Article:
○ ○ ○
To verify the effectiveness of the proposed evaluation method, several case studies were carried out on the practical stand-alone microgrid modeled in Section 4. Firstly, the capacity range of PV was determined based on the number of operating diesel generators. Then, the mathematical analysis was performed by using the dynamic droop equations to compute the magnitude of the maximum credible contingency event, as shown in Table 5 and Table 6. Finally, the time-domain simulation based on the DIgSILENT PowerFactory® software was conducted to determine whether the contingency was endurable. For all cases, the nominal system frequency was 60 Hz, and the deviations of maximum QSS and instantaneous frequency were 1.0 Hz and 1.5 Hz, respectively (i.e., ΔfQSS,max = 1.0 Hz, and Δfins,max = 1.5 Hz). Also, the deadband of the system frequency was 0.05 Hz (i.e., fdb = 0.05 Hz).

5.1. Analytical Results

Table 5 and Table 6 show the results for the case of a stand-alone microgrid without and with the ESS, respectively. The maximum penetration capacity of PV was taken as the smaller value among the values obtained in the operable capacity range of PV from Equation (5) and the magnitude of credible contingency event calculated from Section 4.1.3. Also, note that the microgrid becomes unstable if the latter is smaller than the former. From the values in Table 5 and Table 6, only stability of QSS frequency can be determined. Therefore, time-domain simulations were carried out to determine whether the microgrid was stable, considering both QSS and instantaneous frequency in Section 5.2.1 and Section 5.2.2.
The maximum penetration capacity of PV could be achieved with one 375-kVA and four 625-kVA diesel generators in Table 5. In this case (Case 1A in Table 5), the PV could be installed with the capacity of 680 kW. Thus, the penetration level was approximately 42.5%. This result was validated by comparison with three other cases (Cases 1B, 1C, and 1D in Table 5), where the PV with the same capacity was installed in Section 5.2.3. The case with three 375-kVA and three 625-kVA diesel generators was excluded because only 640 kW was allowed for the PV installation. Based on the results, Case 1D in Table 5 was selected, with the fifth highest magnitude for credible contingency. The maximum capacity of PV for the microgrid with the ESS of 400 kW is shown in Table 6. Similarly, four cases (Cases 2A–2D) were selected with the same criterion. Case 2A shows the maximum penetration level of the PV, which was 56.7% (or 906 kW for the PV). Cases 2B, 2C, and 2D were also compared with Case 2A, and the results are given in Section 5.2.3. In all cases, the maximum capacity of PV was rounded to the nearest integer since the value of ΔPVcap was set to 1 kW.
○ ○ ○
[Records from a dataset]
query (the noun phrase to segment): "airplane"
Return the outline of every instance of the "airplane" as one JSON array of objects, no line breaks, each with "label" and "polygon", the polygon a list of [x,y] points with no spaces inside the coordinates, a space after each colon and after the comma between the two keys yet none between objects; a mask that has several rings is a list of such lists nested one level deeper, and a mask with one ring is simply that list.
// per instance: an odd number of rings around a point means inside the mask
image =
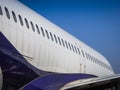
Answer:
○ ○ ○
Brief 1:
Name every numbered case that the microgrid text mentions.
Brief 2:
List each line of the records that contains the string "inside".
These records are unrelated to the text on the stand-alone microgrid.

Response 1:
Case 1A, Case 1B, Case 1C, Case 1D, Case 2A, Case 2B, Case 2C, Case 2D

Response 2:
Return the outline of every instance of the "airplane" as one JSON array of objects, no line breaks, each with "label" and "polygon", the polygon a list of [x,y] points with no spaces inside the coordinates, a space after each colon and after the comma between the two keys yet none between objects; a mask that has several rings is a list of such lists nested one level deeper, and a mask with one ring is simply that list.
// per instance: an odd number of rings around a point means inside the mask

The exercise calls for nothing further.